EXCERPTED PASSAGE:
-- Start --

Plot both your observed data and your calculated regression line. This will give a visual indication of goodness of fit of your data. To plot both data sets proceed as follows:

1. In the spreadsheet, drag to select the x-values and both sets of y-values. Note that Excel automatically chooses the left-most column of selected data as the x-values. Then click the Chart Wizard icon.

2. In the Chart Type Dialog box, on the Standard Types tab, click XY(Scatter). On the Chart sub-type section, click the various types until you see the description ‘Scatter with data points connected by lines’, then Next.

3. On the Data Range tab, note that ‘Series in Columns’ should be selected. Click the Series tab and with Series 1 selected, in the Name box, type in a name to appear in the legend for series 1 data, e.g., ‘y-obs.’ Verify that the x-values are correct and y-values correspond to the y-observed values on the spreadsheet. Next select Series 2 and name it, e.g., ‘y-calc’, then Next

4. On step 3 of Chart Wizard, on the Titles tab, type in a name for the graph. Don’t worry about the font size or subscripts. They can be adjusted later. Then tab or click to enter labels for the X-axis and Y-axis. On the Gridlines tab, you may add more gridlines if desired. Then click Next.

5. On step 4 of Chart Wizard, you may choose to have the graph displayed on a new (separate) sheet or ‘as an object in’ the same sheet. Then click Finish.

6. To obtain a white rather than gray background (save your printer some ink), place the cursor on the gray area (do not allow the cursor arrow to touch any other line; just gray space). You should see a pop-up menu that says ‘Plot Area’. Right click the Plot Area then left click ‘Clear’.

-- End --

DIRECTIVES:
1) According to the Excel charting instructions, which column of the selected data does Excel automatically treat as the x-values?
2) Write the next part of the Excel charting instructions, picking up after the sixth step.
The lines further down bear no relation to the Excel charting instructions.

SOURCE MATERIAL:
-- Start --

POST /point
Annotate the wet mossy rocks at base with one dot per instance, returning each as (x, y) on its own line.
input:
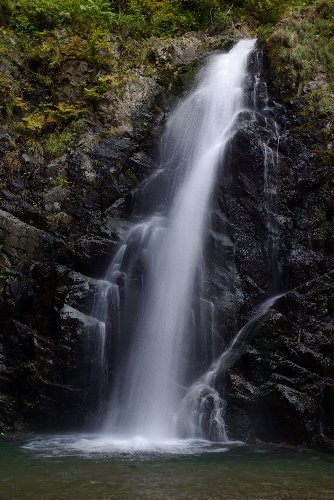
(81, 116)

-- End --

TASK-BY-TASK RESULTS:
1) The left-most column of the selected data.

2)
7. Note that the two lines are superimposed and as such are not useful for examining goodness of fit or identifying flyers. You will now change the format of the observed data to points only and change the format of the regression line to a line only so that the goodness of fit will be more apparent. Proceed as follows:

8. Move the mouse pointer over the lines on the graph and read the pop-up menu to see which data set is indicated (e.g., Series “y-obs”). With the chart selected, you can use any of the cursor move arrows to cycle through the chart components. Read their names in the Formula bar. Also note the blue box Excel draws around the selected y-values. Be sure that the observed y-values are selected, then left click on that data set (if not already selected). Click Format, Selected Data Series. In the Format Data Series dialog box that appears, on the Patterns tab, choose line, none and marker, automatic, then OK. This will show only the (x,y-obs.) data points and not a connecting line.

9. Move the mouse pointer over the remaining line and note that the pop-up menu identifies it as Series “y-calc”. Left click this series and then Format, Selected Data Series. Then on the Patterns tab, select line, automatic and marker, none, then OK. This will show only the (x,y-calc) line without its points.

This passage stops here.